→ WHAT TO DO
List every target that the first sentence of the debate excerpt below names as endangered by the threat.

That is a direct and continuing threat, not in theory, but in practice, to our lives, to the well-being of our country, to the values that we hold and to our democracy.

I simply ask that, in dealing with the real and very big challenges of not doing away with the standard of proof, the presumption of innocence and the way in which we have traditionally upheld—in the face of considerable difficulties—our criminal justice process, we bear in mind the nature and level of the threat and what it means to us.

Mr. George Osborne (Tatton) (Con): The right hon. Gentleman is clearly right about the nature of the threat, and I applaud much of what he is doing to counter it. Can he assess how much damage we have done to al-Qaeda in the last couple of years? We have had the military operations in Afghanistan, and bin Laden is pinned down wherever he is, but can he give a broader assessment of whether we are winning the war against terror?

→ EXCERPTED RECORDS
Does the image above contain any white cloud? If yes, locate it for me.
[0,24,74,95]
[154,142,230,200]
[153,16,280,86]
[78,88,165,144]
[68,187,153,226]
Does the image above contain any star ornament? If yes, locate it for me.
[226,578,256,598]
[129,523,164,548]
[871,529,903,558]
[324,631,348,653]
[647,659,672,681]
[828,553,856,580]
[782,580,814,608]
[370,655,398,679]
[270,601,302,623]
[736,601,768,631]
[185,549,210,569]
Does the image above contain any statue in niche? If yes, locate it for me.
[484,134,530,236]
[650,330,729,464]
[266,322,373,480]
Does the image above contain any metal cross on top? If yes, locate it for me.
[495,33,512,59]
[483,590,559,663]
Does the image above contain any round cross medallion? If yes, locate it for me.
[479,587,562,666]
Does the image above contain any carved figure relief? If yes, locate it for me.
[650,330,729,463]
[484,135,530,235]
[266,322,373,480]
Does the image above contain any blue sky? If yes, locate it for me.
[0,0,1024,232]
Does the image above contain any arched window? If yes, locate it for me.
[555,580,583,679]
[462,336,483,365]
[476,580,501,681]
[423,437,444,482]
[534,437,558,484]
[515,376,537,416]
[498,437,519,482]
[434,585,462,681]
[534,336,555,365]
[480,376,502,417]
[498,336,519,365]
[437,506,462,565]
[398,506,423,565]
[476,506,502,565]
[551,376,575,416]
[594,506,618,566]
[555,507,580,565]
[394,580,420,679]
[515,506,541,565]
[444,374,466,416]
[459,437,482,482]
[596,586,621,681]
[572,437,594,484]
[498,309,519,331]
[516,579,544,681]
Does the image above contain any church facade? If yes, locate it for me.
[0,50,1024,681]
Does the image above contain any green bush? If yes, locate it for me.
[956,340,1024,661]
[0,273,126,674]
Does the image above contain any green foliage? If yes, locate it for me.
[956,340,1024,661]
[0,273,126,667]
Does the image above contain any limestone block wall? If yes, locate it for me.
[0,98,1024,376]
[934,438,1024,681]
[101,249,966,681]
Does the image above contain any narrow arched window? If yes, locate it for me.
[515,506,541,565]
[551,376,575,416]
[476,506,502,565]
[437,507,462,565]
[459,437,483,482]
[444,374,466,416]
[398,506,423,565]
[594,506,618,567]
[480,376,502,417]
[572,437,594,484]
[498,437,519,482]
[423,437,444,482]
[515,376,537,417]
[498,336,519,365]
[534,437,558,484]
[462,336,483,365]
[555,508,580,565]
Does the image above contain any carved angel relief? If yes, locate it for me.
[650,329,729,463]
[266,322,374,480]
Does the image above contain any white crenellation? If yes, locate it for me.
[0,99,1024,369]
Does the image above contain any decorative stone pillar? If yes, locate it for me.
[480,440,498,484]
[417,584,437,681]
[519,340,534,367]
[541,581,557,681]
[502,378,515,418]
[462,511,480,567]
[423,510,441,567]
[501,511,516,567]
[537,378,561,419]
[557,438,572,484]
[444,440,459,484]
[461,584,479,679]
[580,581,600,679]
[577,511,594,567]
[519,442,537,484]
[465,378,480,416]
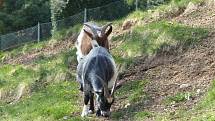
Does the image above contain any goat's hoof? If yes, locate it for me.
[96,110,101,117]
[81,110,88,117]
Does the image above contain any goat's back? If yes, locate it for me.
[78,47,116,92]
==
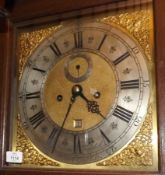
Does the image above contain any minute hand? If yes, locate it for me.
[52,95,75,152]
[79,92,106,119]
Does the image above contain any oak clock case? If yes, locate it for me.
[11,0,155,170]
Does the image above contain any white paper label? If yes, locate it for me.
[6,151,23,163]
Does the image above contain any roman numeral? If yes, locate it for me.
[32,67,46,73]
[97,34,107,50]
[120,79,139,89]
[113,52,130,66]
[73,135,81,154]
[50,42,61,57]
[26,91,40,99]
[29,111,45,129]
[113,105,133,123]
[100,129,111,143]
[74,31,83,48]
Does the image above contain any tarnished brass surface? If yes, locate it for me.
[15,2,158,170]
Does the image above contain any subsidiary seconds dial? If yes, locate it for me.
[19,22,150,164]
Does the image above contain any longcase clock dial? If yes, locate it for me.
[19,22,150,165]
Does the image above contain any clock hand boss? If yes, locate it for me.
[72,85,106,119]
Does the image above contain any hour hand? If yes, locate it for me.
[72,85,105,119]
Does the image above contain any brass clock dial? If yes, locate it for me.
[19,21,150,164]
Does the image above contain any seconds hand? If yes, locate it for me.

→ REPLY TO THE TASK
- our lives
- the well-being of our country
- the values that we hold
- our democracy